> **Document section**:

- - -

This topic describes how to use the tumbling window function in Realtime Compute.

Introduction to a tumbling window

A tumbling window assigns segments of a data stream to a window with a specified size. Generally, tumbling windows are fixed in size and do not overlap each other. For example, if a 5-minute tumbling window is defined, an infinite data stream is divided based on the time period into windows such as [0:00, 0:05), [0:05, 0:10), and [0:10, 0:15). The following figure shows a 30-second tumbling window.

Syntax

The TUMBLE function is used to define a tumbling window in a GROUP BY clause.

TUMBLE(<time-attr>, <size-interval>)
<size-interval>: INTERVAL 'string' timeUnit
Note The <time-attr> parameter must be a valid time attribute in a time stream to specify whether the time is a processing time or event time. For more information, see Window function overview, Time attributes, and Watermark.

Window identifier functions

A window identifier function specifies the start time, end time, or the time attribute of a window. The time attribute is used to aggregate lower-level windows.

Function Return type Description
TUMBLE_START(time-attr, size-interval) TIMESTAMP Returns the start time (including the boundary value) of a window. For example, if the window is [00:10, 00:15), 00:10 is returned.
TUMBLE_END(time-attr, size-interval) TIMESTAMP Returns the end time (including the boundary value) of a window. For example, if the window is [00:00, 00:15], 00:15 is returned.
TUMBLE_ROWTIME(time-attr, size-interval) TIMESTAMP(rowtime-attr) Returns the end time (excluding the boundary value) of a window. For example, if the window is [00:00, 00:15], 00:14:59.999 is returned. The return value is a rowtime attribute, based on which time operations can be performed. For example, a cascading window function can be used in windows based on the event time.
TUMBLE_PROCTIME(time-attr, size-interval) TIMESTAMP(rowtime-attr) Returns the end time (excluding the boundary value) of a window. For example, if the window is [00:00, 00:15], 00:14:59.999 is returned. The return value is a proctime attribute, based on which time operations can be performed. For example, a cascading window function can be used in windows based on the processing time.

- - -

> **Short problem 1**: List the names of the window identifier functions given in the tumbling window page.
The records have no connection to the tumbling window page.

- - -

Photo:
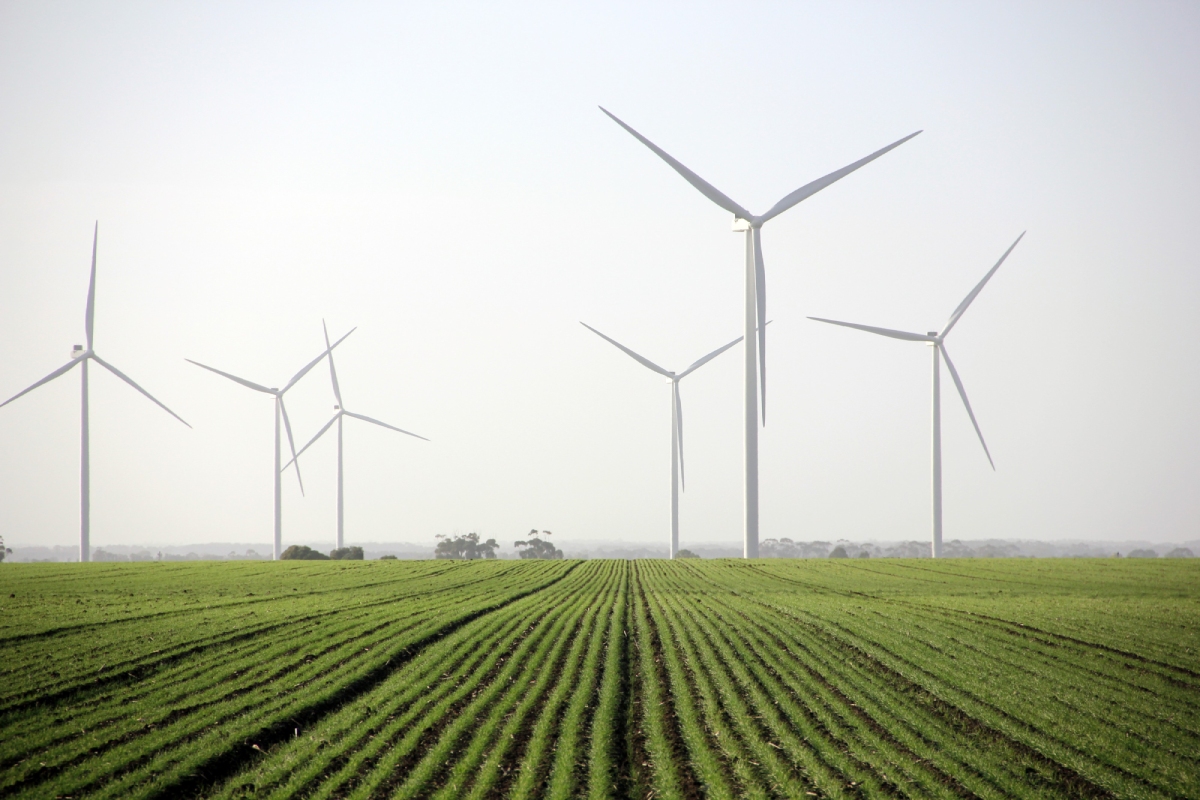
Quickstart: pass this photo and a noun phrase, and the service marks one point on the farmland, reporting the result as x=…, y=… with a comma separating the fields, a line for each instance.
x=606, y=679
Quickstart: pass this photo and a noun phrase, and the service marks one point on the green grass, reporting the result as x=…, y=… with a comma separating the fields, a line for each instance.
x=601, y=679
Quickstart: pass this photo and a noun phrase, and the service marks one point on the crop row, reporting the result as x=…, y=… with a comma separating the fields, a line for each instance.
x=179, y=720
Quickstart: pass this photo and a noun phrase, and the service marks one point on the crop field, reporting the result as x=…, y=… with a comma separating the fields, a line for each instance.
x=839, y=678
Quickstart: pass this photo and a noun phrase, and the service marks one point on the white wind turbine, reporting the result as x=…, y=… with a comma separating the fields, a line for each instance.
x=937, y=342
x=280, y=411
x=676, y=421
x=340, y=411
x=82, y=355
x=755, y=305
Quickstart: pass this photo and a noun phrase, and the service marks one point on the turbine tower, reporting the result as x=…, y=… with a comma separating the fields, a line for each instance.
x=340, y=411
x=280, y=411
x=755, y=305
x=677, y=476
x=937, y=342
x=82, y=355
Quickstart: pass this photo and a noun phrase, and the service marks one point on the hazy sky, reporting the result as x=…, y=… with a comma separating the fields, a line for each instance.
x=438, y=174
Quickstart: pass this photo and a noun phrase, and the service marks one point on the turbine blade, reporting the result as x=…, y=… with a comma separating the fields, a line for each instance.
x=970, y=298
x=809, y=190
x=333, y=372
x=963, y=394
x=705, y=187
x=311, y=441
x=65, y=368
x=130, y=382
x=315, y=362
x=683, y=482
x=760, y=287
x=645, y=362
x=249, y=384
x=881, y=331
x=292, y=444
x=390, y=427
x=90, y=314
x=700, y=362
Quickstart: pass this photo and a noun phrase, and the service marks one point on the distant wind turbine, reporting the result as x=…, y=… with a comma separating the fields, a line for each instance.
x=280, y=411
x=755, y=304
x=340, y=411
x=82, y=355
x=937, y=342
x=677, y=476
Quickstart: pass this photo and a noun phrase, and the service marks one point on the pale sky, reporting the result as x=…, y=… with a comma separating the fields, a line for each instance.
x=439, y=175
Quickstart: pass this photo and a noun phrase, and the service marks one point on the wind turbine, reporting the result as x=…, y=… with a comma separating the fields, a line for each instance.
x=82, y=355
x=937, y=342
x=755, y=304
x=677, y=477
x=340, y=411
x=280, y=411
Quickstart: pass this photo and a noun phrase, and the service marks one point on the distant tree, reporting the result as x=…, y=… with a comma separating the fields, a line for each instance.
x=303, y=553
x=537, y=547
x=465, y=547
x=347, y=554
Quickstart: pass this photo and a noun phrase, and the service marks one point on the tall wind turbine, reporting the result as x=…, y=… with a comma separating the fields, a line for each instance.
x=677, y=477
x=755, y=304
x=82, y=355
x=280, y=411
x=937, y=342
x=339, y=413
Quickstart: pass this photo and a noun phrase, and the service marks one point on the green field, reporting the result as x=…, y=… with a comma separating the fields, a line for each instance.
x=607, y=679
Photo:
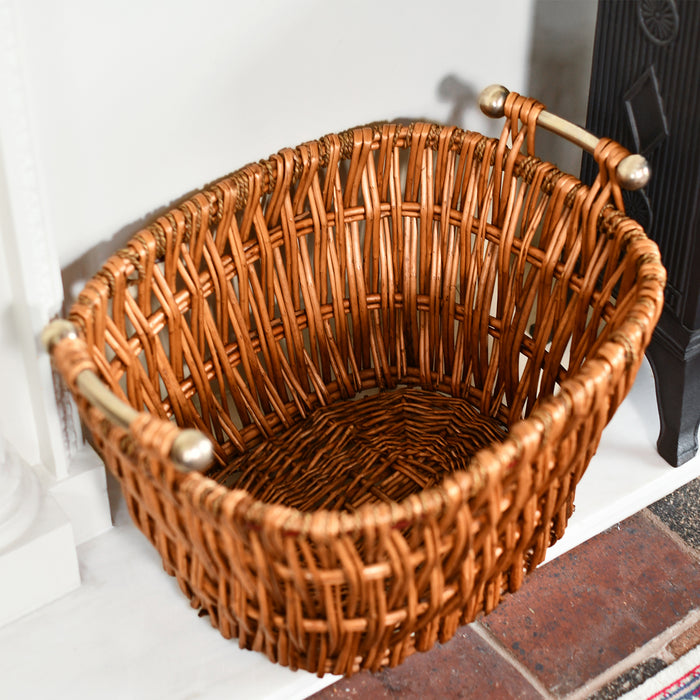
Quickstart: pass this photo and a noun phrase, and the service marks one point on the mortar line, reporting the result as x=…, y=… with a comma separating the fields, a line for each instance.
x=654, y=648
x=508, y=656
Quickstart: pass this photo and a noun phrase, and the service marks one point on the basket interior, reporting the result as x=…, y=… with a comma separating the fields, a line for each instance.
x=398, y=261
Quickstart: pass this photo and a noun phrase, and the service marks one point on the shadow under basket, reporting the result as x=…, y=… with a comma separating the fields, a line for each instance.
x=403, y=342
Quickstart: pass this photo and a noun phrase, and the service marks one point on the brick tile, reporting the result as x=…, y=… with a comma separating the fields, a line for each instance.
x=685, y=641
x=592, y=607
x=680, y=510
x=466, y=667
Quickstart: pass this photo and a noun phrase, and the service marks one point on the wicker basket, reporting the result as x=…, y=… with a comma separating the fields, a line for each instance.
x=404, y=342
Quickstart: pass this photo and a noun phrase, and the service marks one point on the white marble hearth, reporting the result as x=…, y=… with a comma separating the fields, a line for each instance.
x=127, y=632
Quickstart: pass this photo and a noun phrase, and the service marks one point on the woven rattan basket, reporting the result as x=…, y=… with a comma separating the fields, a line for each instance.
x=403, y=342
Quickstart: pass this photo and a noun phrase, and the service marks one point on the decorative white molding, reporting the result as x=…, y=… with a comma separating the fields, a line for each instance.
x=31, y=259
x=20, y=495
x=61, y=498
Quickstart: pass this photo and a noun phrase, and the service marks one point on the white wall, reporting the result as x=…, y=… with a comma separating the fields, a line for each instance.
x=137, y=102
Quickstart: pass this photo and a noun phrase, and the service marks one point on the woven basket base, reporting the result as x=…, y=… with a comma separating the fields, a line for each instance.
x=383, y=447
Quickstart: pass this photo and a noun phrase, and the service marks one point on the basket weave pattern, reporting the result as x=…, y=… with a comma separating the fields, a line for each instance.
x=491, y=310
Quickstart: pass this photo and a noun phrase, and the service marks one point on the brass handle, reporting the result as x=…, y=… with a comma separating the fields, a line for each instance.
x=633, y=172
x=191, y=450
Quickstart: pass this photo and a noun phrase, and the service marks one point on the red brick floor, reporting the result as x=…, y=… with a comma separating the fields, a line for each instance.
x=591, y=624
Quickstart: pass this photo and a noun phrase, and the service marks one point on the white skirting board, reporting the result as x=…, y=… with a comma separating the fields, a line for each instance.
x=128, y=632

- - -

> **Short problem 2**: Please write out every line of the records again, starting at their first line and ending at the line that contains "x=839, y=678", and add 12 to each coordinate in the answers. Leave the pictures out.

> **Written answer 1**:
TUMBLE_START
TUMBLE_END
TUMBLE_ROWTIME
TUMBLE_PROCTIME

> **Written answer 2**:
Photo:
Quickstart: pass this photo and a noun phrase, and the service marks one point on the farmland, reporting the result as x=…, y=… with a comma separating the fields, a line for each instance.
x=618, y=691
Quickstart: pass this photo and a noun phrase, and the service marks one point on the green grass, reporting the result as x=…, y=… with a comma separating the fields, a line for each instance.
x=613, y=691
Quickstart: pass this photo and a noun phrase, and the service marks one point on the crop row, reporting the result as x=…, y=… with a comma separating the fields, a line for each instance.
x=191, y=732
Quickstart: pass this photo and a noun phrase, and the service marks one point on the crop field, reporting the result as x=…, y=… with a comma separating the fields, a line for each instance.
x=851, y=690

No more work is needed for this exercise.